[Records of labeled points]
:::::

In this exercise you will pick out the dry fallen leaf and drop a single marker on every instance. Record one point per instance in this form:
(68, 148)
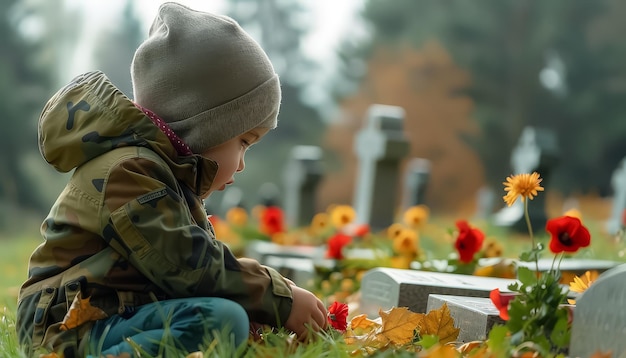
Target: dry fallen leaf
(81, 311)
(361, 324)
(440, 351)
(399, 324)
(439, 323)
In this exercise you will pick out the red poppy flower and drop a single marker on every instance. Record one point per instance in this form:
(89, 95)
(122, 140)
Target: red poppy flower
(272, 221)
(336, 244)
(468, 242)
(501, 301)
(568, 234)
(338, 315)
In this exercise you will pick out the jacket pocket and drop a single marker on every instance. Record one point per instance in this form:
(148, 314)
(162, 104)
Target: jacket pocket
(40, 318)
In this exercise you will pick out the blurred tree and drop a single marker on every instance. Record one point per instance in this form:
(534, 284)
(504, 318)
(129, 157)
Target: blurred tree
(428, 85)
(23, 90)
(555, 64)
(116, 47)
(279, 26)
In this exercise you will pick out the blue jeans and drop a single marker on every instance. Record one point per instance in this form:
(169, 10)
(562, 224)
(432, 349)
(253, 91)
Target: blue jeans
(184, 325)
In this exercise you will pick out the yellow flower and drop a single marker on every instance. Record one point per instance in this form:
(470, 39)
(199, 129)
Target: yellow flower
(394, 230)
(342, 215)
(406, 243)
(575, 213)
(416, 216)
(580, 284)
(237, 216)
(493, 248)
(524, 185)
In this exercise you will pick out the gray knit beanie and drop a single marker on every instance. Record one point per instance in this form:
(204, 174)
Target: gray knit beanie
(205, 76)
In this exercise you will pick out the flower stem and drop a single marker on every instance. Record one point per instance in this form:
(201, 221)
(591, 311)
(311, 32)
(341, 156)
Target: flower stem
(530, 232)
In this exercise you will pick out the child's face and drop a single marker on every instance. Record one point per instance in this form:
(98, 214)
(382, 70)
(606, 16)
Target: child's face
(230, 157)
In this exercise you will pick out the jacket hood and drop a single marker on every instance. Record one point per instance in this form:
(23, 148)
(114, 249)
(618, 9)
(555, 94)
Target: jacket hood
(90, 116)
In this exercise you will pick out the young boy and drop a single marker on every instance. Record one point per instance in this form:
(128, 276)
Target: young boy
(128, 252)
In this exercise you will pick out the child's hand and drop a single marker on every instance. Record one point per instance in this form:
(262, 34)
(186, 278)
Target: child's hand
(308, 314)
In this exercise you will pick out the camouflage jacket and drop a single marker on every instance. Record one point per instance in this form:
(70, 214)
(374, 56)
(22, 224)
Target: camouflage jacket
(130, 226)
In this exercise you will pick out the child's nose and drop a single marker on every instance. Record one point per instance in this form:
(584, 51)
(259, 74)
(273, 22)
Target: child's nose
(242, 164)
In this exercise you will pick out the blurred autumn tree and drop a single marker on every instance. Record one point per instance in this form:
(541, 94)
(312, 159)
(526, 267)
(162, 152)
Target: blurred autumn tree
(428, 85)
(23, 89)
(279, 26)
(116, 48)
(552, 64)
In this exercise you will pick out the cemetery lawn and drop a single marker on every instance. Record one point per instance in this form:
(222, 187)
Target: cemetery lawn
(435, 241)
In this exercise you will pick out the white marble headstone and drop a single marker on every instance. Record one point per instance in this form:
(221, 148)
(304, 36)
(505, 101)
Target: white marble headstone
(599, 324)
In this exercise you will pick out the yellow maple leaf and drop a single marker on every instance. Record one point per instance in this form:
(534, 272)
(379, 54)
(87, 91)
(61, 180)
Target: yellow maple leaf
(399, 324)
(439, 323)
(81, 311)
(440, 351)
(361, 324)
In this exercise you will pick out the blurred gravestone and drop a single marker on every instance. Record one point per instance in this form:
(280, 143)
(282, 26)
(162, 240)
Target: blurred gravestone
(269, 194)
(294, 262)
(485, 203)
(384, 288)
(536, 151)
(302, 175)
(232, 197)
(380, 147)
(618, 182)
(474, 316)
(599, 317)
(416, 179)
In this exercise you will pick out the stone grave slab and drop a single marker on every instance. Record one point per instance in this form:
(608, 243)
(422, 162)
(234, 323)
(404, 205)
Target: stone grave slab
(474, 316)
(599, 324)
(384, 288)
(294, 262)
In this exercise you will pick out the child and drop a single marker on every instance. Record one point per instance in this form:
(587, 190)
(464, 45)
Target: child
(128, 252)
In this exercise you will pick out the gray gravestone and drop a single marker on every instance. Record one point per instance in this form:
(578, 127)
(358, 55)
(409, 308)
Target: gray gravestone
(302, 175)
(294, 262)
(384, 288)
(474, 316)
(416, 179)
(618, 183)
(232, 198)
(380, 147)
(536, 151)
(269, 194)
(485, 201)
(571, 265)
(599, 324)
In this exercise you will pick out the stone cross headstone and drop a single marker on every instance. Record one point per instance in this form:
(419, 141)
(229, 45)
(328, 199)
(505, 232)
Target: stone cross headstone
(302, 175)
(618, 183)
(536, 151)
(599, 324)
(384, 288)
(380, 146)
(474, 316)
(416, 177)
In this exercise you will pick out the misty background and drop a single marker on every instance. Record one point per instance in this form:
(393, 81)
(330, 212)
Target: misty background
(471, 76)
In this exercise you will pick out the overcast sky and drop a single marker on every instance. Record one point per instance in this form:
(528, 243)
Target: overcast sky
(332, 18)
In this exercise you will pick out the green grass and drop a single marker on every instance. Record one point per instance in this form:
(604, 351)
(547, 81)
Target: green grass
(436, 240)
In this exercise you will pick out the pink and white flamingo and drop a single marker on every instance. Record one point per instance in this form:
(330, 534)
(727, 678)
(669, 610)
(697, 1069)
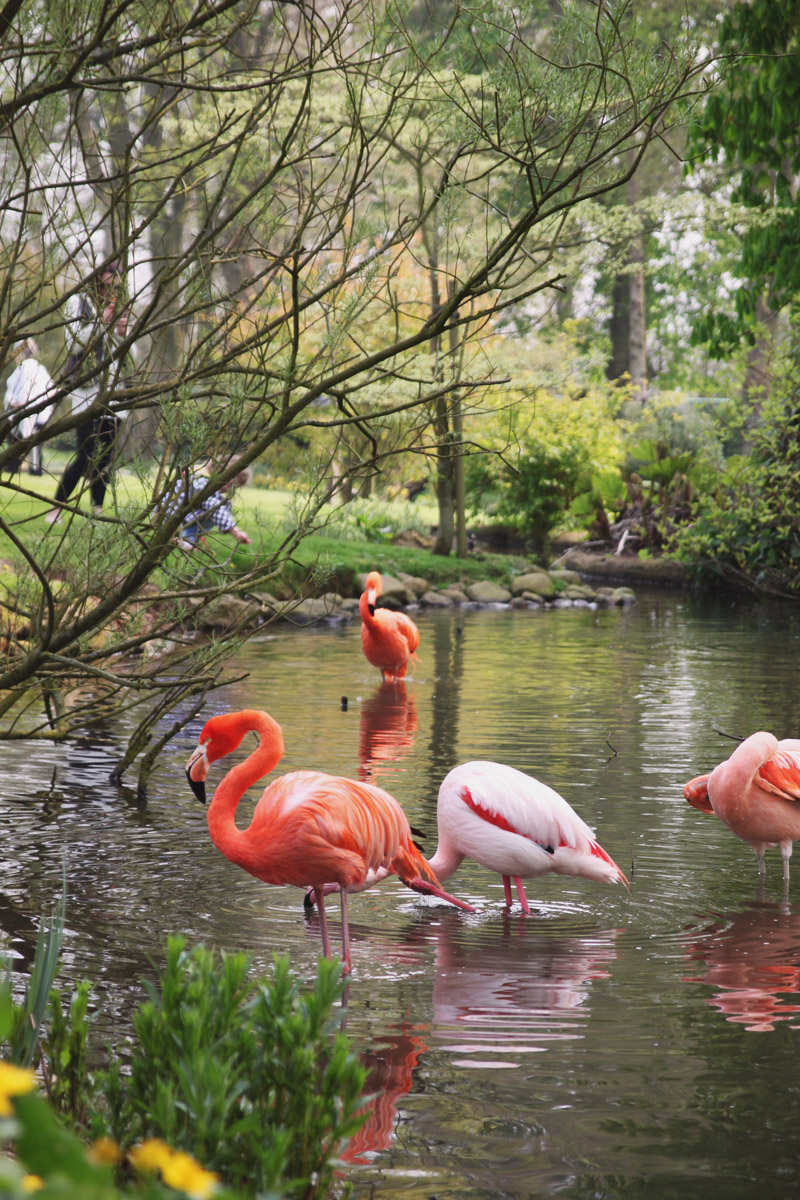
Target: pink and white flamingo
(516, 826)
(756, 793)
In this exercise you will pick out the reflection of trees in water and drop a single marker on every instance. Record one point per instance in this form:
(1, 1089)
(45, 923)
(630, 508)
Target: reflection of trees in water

:::::

● **Problem statement**
Copy the material above, replacing every "drop a single marker" with "place one marker" and keeping everything else unchanged. Omit the pictures.

● **Correct answer**
In this exercise you will pick out the dry fallen leaf and place one marker on every instance. Record one point per instance in this form:
(68, 148)
Target: dry fallen leaf
(81, 311)
(361, 324)
(440, 351)
(399, 324)
(439, 323)
In this exercise you will pick out the red poppy flower and place one marker on every instance. Record one point per instance in this form:
(89, 95)
(122, 140)
Target: red poppy flower
(272, 221)
(336, 244)
(468, 242)
(501, 301)
(568, 234)
(338, 315)
In this exercise you will pick out the jacket pocket and place one marker on every instance. Record one point per instance in this form:
(148, 314)
(162, 104)
Target: jacket pocket
(40, 318)
In this exercise you will pick out the blurred tree and place one marker on every instance. Record one point per instance in this form:
(534, 284)
(504, 318)
(129, 157)
Target: blurred tree
(428, 85)
(23, 90)
(555, 64)
(116, 47)
(279, 26)
In this exercise you will pick out the blue jeans and place one marker on every instance. Record one point per instance in this form:
(169, 10)
(562, 224)
(432, 349)
(253, 91)
Target: blue jeans
(184, 325)
In this exercise you will pick out the yellow flower and place one marker on every instance. Record one point per instance in this form:
(470, 39)
(199, 129)
Target: yellow flower
(394, 230)
(342, 215)
(406, 243)
(575, 213)
(416, 216)
(580, 284)
(237, 216)
(493, 248)
(524, 185)
In this exercise you will pick out the gray knit beanie and place one marker on every instance. Record one point per instance in this form:
(204, 174)
Target: gray knit beanie
(205, 76)
In this exercise you will pick out the flower stem and place one marker on every instance. Record one point per instance in this form:
(201, 221)
(591, 311)
(311, 32)
(341, 156)
Target: flower stem
(530, 232)
In this exercise you will pick out the child's face and place one marker on every instance. Record one point per instance in this form:
(98, 214)
(382, 70)
(606, 16)
Target: child's face
(230, 157)
In this exercise you will pick out the jacket hood and place one marker on every instance. Record one point per instance in this form:
(23, 148)
(114, 249)
(618, 9)
(555, 94)
Target: jacket hood
(90, 116)
In this exercise you will pick out the young boy and place one marker on every instance. Record one point per instance in this form:
(128, 276)
Target: young boy
(128, 252)
In this exercise you will pick out the child's hand and place one marker on every instance. Record one point per instance in this form:
(262, 34)
(186, 278)
Target: child's hand
(308, 314)
In this exercise you will pick out the camouflage jacket and place one marker on every instance. Record one point per instance in this form:
(70, 214)
(374, 56)
(22, 224)
Target: camouflage jacket
(130, 226)
In this exercise you will pick out the child's nose and place one marker on every instance. Record one point per instance in this form:
(584, 51)
(259, 74)
(273, 22)
Target: child's nose
(242, 164)
In this exercise you will pick out the blurred autumn tree and place one marker on every instance. Record one point per instance in this form:
(541, 94)
(312, 159)
(526, 267)
(162, 152)
Target: blurred autumn tree
(428, 85)
(23, 89)
(279, 26)
(116, 48)
(552, 64)
In this exercise you will pick out the cemetery lawn and place one marker on every instance. Record one point per instance in this form:
(222, 187)
Target: cemetery lawn
(435, 241)
In this exercise you will pick out the white marble headstone and place one marker on every instance. Record one point per instance in this form:
(221, 148)
(304, 36)
(505, 101)
Target: white marble headstone
(599, 324)
In this exercise you will pick out the yellow maple leaf and place one marker on every instance. Record one point per instance in this form:
(534, 272)
(379, 54)
(87, 91)
(61, 180)
Target: yellow maple leaf
(399, 324)
(439, 323)
(81, 311)
(440, 351)
(361, 324)
In this exercise you will pick out the blurred gravestone and place one marker on every instance. Record one point per instance in this form:
(280, 143)
(282, 26)
(162, 240)
Target: blurred gravestone
(269, 194)
(294, 262)
(485, 203)
(384, 288)
(536, 151)
(302, 175)
(232, 197)
(380, 147)
(618, 182)
(474, 316)
(599, 317)
(416, 179)
In this exercise you will pick out the stone grave slab and place one marker on every instance. Record one point per instance in this form:
(608, 243)
(422, 162)
(234, 323)
(404, 205)
Target: stone grave slab
(474, 316)
(599, 324)
(384, 288)
(294, 262)
In this exercise you will pick out the child and place one marker on every instance. Record one point per instance in this form:
(587, 190)
(464, 45)
Target: child
(128, 252)
In this exercise you will pick out the gray gravestone and place one marker on every instance. Record one point per instance in this form:
(578, 127)
(358, 55)
(409, 308)
Target: gray gravestone
(302, 175)
(294, 262)
(384, 288)
(474, 316)
(416, 179)
(618, 183)
(232, 198)
(380, 147)
(536, 151)
(269, 194)
(485, 201)
(571, 265)
(599, 324)
In this exercise you will pick out the stone cross headstone and place one marker on every instance. Record one point per instance in this form:
(419, 141)
(229, 45)
(328, 199)
(505, 232)
Target: stone cross headstone
(302, 175)
(618, 183)
(536, 151)
(599, 324)
(384, 288)
(380, 146)
(474, 316)
(416, 177)
In this exercise you will pick out the misty background and place one marker on every instance. Record one point per instance in this form:
(393, 81)
(330, 212)
Target: misty background
(471, 76)
In this exercise you will pick out the overcast sky and place one marker on every instance. Record one point per instance in this form:
(528, 243)
Target: overcast sky
(332, 18)
In this exercise you will pick out the green grass and place one marker on every instance. Record one point per instance in this form:
(604, 351)
(547, 81)
Target: green grass
(436, 240)
In this exercise you will pick out the pink and white flamingo and place one marker on every instance. Record one point per instance in this form:
(330, 534)
(727, 678)
(669, 610)
(697, 1069)
Target: pink and white flamingo
(516, 826)
(756, 793)
In this exercise you will pick out the reflection of trees in water and place one marker on every instance. Record one point per instance in this form:
(1, 1089)
(45, 923)
(630, 508)
Target: reflection of trees in water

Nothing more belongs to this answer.